*Written tasks*:
1. Name every SQL function called in the query quoted in the pg_dump regression post.
2. Write the next part of the pg_dump regression post, picking up after its last sentence.

** Start of Document passage **

I don't get quite as large a regression as you do, from 6s to 19s.  It looks like there are multiple of them, but the biggest is caused by:

commit 5d589993cad212f7d556d52cc1e42fe18f65b057
Author: Stephen Frost <sfrost@snowman.net>
Date:   Fri May 6 14:06:50 2016 -0400

    pg_dump performance and other fixes

That commit covered a few different things, and I don't what improvement it mentions is the one that motivated this, but the key change was to add this query:

EXISTS (SELECT 1 FROM pg_attribute at LEFT JOIN pg_init_privs pip ON(c.oid = pip.objoid AND pip.classoid = (SELECT oid FROM pg_class WHERE relname = 'pg_class') AND pip.objsubid = at.attnum)WHERE at.attrelid = c.oid AND at.attnum>0 and ((SELECT count(acl) FROM (SELECT unnest(coalesce(at.attacl,acldefault('c',c.relowner))) AS acl EXCEPT SELECT unnest(coalesce(pip.initprivs,acldefault('c',c.relowner)))) as foo) >1 OR (SELECT count(acl) FROM (SELECT unnest(coalesce(pip.initprivs,acldefault('c',c.relowner))) AS acl EXCEPT SELECT unnest(coalesce(at.attacl,acldefault('c',c.relowner)))) as foo) >0))AS changed_acl

Considering it runs 2 subqueries for every column (including the 6 hidden system columns) of every table, even ones that don't end up getting dumped out, it is no wonder it is slow.

If you were just dumping the database with 150,000 objects, I wouldn't worry about a 20 second regression.  But I assume you intend to loop over every schema and dump each individually?

** End of Document passage **
** Start of Provided data **

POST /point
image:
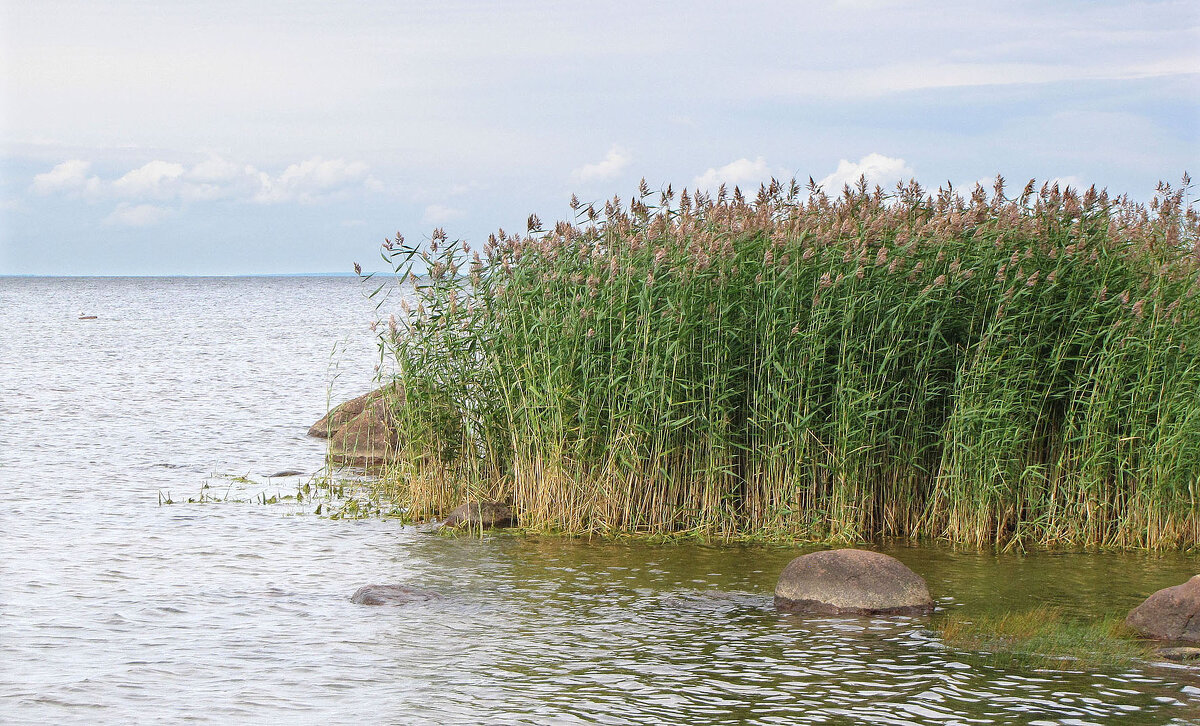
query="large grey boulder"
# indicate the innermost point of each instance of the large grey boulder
(391, 594)
(851, 582)
(1171, 613)
(366, 439)
(481, 515)
(361, 431)
(343, 413)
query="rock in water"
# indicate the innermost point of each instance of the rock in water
(391, 594)
(341, 414)
(1179, 654)
(1171, 613)
(366, 439)
(851, 582)
(481, 515)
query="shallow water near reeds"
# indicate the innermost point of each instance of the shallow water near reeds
(118, 609)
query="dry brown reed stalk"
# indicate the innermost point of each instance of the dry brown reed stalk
(804, 365)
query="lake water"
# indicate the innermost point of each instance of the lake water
(118, 609)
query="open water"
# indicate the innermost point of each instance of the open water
(117, 607)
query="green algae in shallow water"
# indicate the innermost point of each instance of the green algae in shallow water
(1043, 637)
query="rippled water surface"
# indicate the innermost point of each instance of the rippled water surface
(118, 609)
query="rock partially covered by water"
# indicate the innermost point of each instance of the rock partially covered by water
(1171, 613)
(1179, 654)
(481, 515)
(391, 594)
(361, 431)
(851, 582)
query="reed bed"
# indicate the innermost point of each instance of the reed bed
(978, 369)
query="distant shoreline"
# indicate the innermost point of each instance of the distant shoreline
(185, 276)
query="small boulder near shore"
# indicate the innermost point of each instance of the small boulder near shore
(391, 594)
(1171, 613)
(851, 582)
(361, 431)
(481, 515)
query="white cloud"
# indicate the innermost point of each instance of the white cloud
(312, 179)
(613, 163)
(439, 214)
(742, 173)
(155, 180)
(879, 169)
(215, 178)
(215, 169)
(67, 177)
(136, 215)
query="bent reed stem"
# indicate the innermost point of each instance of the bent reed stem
(985, 370)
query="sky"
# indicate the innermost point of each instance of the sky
(223, 138)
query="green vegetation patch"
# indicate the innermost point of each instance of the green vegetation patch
(983, 369)
(1043, 637)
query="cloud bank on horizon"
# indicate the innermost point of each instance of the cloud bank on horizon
(222, 139)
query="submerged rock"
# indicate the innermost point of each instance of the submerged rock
(366, 439)
(851, 582)
(1171, 613)
(391, 594)
(1180, 654)
(361, 431)
(341, 414)
(481, 515)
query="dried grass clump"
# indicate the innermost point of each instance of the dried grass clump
(983, 369)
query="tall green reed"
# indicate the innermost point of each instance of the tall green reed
(982, 369)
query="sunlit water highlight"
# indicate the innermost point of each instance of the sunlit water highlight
(115, 609)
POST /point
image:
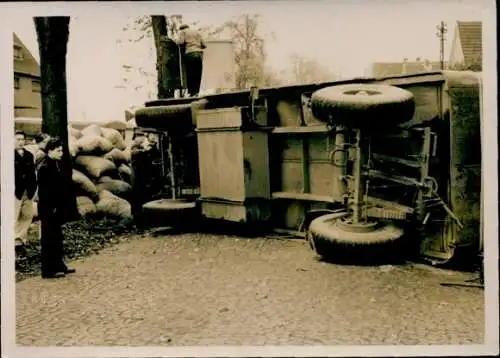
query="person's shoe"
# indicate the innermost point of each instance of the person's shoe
(55, 275)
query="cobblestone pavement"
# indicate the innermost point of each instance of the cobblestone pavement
(212, 290)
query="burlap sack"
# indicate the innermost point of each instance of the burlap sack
(104, 179)
(116, 187)
(125, 173)
(93, 166)
(127, 152)
(84, 186)
(74, 132)
(85, 206)
(111, 204)
(92, 130)
(73, 146)
(114, 137)
(116, 156)
(93, 145)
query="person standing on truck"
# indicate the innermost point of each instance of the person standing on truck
(25, 187)
(192, 55)
(141, 177)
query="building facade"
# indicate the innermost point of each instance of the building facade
(27, 90)
(467, 46)
(406, 67)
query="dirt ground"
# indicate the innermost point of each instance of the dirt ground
(193, 289)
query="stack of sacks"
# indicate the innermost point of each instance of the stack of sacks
(101, 171)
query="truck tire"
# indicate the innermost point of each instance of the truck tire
(176, 118)
(333, 242)
(179, 213)
(368, 106)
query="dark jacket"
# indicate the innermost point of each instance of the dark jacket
(25, 177)
(51, 191)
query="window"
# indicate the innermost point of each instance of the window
(18, 53)
(35, 86)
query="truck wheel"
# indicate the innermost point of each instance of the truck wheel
(369, 106)
(170, 212)
(335, 239)
(177, 117)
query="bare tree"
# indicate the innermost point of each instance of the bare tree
(52, 34)
(249, 51)
(167, 55)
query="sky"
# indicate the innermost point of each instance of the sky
(345, 36)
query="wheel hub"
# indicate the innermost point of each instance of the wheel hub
(365, 92)
(347, 224)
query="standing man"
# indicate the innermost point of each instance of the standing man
(51, 211)
(41, 141)
(25, 187)
(193, 44)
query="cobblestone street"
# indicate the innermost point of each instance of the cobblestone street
(177, 290)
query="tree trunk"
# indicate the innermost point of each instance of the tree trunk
(53, 33)
(167, 59)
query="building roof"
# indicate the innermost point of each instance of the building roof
(28, 65)
(471, 40)
(382, 69)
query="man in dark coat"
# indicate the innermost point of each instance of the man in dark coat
(25, 187)
(192, 45)
(51, 210)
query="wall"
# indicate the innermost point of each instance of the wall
(27, 103)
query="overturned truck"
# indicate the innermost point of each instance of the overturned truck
(357, 167)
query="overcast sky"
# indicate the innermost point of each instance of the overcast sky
(345, 36)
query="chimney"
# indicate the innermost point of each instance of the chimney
(403, 70)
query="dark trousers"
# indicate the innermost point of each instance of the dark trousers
(194, 66)
(52, 248)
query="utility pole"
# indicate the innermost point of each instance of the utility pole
(442, 30)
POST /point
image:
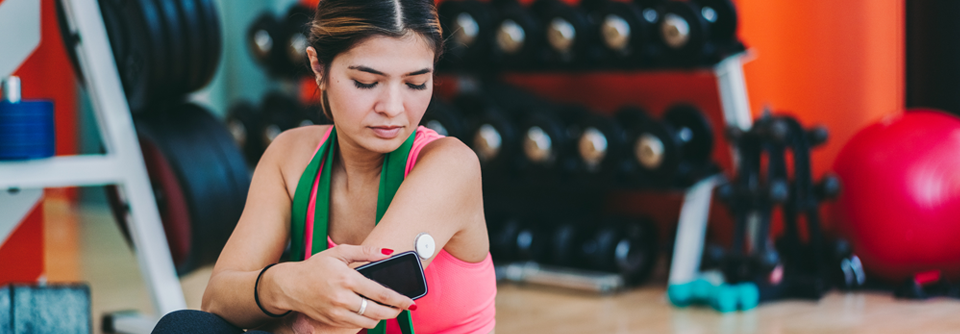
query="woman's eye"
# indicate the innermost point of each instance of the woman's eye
(363, 85)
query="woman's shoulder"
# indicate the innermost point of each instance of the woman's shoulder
(450, 152)
(294, 146)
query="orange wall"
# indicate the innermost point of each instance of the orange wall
(836, 63)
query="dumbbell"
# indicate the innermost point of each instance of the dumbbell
(628, 30)
(263, 41)
(295, 39)
(550, 136)
(693, 32)
(245, 123)
(468, 27)
(282, 113)
(519, 39)
(624, 246)
(602, 149)
(671, 150)
(572, 34)
(445, 119)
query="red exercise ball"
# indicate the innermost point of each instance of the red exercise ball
(900, 204)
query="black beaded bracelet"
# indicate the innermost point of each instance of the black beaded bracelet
(256, 294)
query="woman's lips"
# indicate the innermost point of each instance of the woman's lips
(386, 132)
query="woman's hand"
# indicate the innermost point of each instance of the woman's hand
(326, 290)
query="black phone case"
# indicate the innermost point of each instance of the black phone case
(405, 256)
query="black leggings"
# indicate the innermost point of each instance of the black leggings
(193, 321)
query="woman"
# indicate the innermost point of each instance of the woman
(373, 61)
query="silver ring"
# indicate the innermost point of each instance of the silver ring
(363, 306)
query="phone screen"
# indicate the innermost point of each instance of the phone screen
(403, 273)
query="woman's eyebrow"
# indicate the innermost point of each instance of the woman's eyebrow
(373, 71)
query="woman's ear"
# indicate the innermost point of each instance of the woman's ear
(315, 66)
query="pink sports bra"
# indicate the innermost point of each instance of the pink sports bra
(461, 295)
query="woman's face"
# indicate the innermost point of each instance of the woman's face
(379, 90)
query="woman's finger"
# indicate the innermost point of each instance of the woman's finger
(351, 253)
(376, 311)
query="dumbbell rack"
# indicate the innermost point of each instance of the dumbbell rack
(691, 229)
(122, 165)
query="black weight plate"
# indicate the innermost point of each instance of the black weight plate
(262, 40)
(295, 40)
(200, 169)
(599, 161)
(176, 43)
(213, 40)
(724, 28)
(134, 59)
(584, 33)
(699, 146)
(233, 164)
(69, 40)
(193, 36)
(466, 48)
(443, 118)
(692, 51)
(155, 40)
(639, 29)
(246, 124)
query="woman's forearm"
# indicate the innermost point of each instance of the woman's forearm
(230, 295)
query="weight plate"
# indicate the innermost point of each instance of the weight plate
(724, 27)
(262, 39)
(193, 35)
(468, 27)
(443, 118)
(213, 40)
(694, 131)
(295, 40)
(134, 57)
(175, 40)
(684, 32)
(233, 164)
(206, 182)
(245, 124)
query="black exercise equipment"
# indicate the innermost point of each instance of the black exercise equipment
(628, 30)
(245, 123)
(200, 181)
(603, 150)
(790, 267)
(263, 41)
(520, 41)
(163, 49)
(468, 29)
(698, 31)
(281, 113)
(445, 119)
(572, 34)
(294, 38)
(622, 245)
(550, 136)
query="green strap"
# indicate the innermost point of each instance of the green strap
(391, 176)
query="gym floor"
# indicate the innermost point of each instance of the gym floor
(83, 244)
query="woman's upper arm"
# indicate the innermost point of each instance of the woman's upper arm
(442, 196)
(263, 229)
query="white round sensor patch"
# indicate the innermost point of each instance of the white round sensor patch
(425, 246)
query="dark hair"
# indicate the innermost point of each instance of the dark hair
(339, 25)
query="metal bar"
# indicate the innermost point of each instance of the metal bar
(120, 139)
(61, 171)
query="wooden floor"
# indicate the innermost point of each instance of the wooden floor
(85, 245)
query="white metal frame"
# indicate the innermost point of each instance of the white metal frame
(692, 225)
(122, 164)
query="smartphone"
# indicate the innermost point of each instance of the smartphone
(402, 273)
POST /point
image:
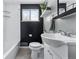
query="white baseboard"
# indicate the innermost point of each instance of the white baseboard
(11, 50)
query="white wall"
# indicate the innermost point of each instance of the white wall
(66, 24)
(11, 27)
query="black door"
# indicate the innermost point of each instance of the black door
(34, 28)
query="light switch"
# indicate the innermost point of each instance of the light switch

** End of Provided data **

*Answers below*:
1. count, unnest, coalesce, acldefault

2.
Cheers,

Jeff
On Fri, Jan 12, 2018 at 8:01 AM, Jeff Janes <jeff.janes@gmail.com> wrote:
That commit covered a few different things, and I don't what improvement it mentions is the one that motivated this, but the key change was to add this query:

EXISTS (SELECT 1 FROM pg_attribute at LEFT JOIN pg_init_privs pip ON(c.oid = pip.objoid AND pip.classoid = (SELECT oid FROM pg_class WHERE relname = 'pg_class') AND pip.objsubid = at.attnum)WHERE at.attrelid = c.oid AND at.attnum>0 and ((SELECT count(acl) FROM (SELECT unnest(coalesce(at.attacl,acldefault('c',c.relowner))) AS acl EXCEPT SELECT unnest(coalesce(pip.initprivs,acldefault('c',c.relowner)))) as foo) >1 OR (SELECT count(acl) FROM (SELECT unnest(coalesce(pip.initprivs,acldefault('c',c.relowner))) AS acl EXCEPT SELECT unnest(coalesce(at.attacl,acldefault('c',c.relowner)))) as foo) >0))AS changed_acl

Sorry, that query reflects some munging I did to it.  The real part added to the query is:

EXISTS (SELECT 1 FROM pg_attribute at LEFT JOIN pg_init_privs pip ON(c.oid = pip.objoid AND pip.classoid = (SELECT oid FROM pg_class WHERE relname = 'pg_class') AND pip.objsubid = at.attnum)WHERE at.attrelid = c.oid AND ((SELECT array_agg(acl) FROM (SELECT unnest(coalesce(at.attacl,acldefault('c',c.relowner))) AS acl EXCEPT SELECT unnest(coalesce(pip.initprivs,acldefault('c',c.relowner)))) as foo) IS NOT NULL OR (SELECT array_agg(acl) FROM (SELECT unnest(coalesce(pip.initprivs,acldefault('c',c.relowner))) AS acl EXCEPT SELECT unnest(coalesce(at.attacl,acldefault('c',c.relowner)))) as foo) IS NOT NULL OR NULL IS NOT NULL OR NULL IS NOT NULL))AS changed_ac
 
Cheers,

Jeff

Re: Possible performance regression with pg_dump of a large number ofrelations

From
Luke Cowell
Date:
On Jan 12, 2018, at 8:01 AM, Jeff Janes <jeff.janes@gmail.com> wrote:

On Thu, Jan 11, 2018 at 5:26 PM, Luke Cowell <lcowell@gmail.com> wrote:
I've been troubleshooting an issue with slow pg_dump times on postgres 9.6.6. I believe something changed between 9.5.10 and 9.6.6 that has made dumps significantly slower for databases with a large number of relations. I posted this in irc and someone suggested that I should post this here. I'm sorry if this isn't the right place.

To simulate the issue I generated 150,000 relations spread across 1000 schemas (this roughly reflects my production setup).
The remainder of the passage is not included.